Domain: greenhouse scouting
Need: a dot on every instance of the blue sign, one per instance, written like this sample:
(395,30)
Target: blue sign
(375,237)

#####

▶ INSTRUCTIONS TO FOLLOW: Repeat each line, unchanged, from the line that contains "Need: a dot" to the end of the listing above.

▶ RESULT:
Need: a dot on every instance of the blue sign, one per instance, written like this sample:
(395,30)
Target: blue sign
(375,237)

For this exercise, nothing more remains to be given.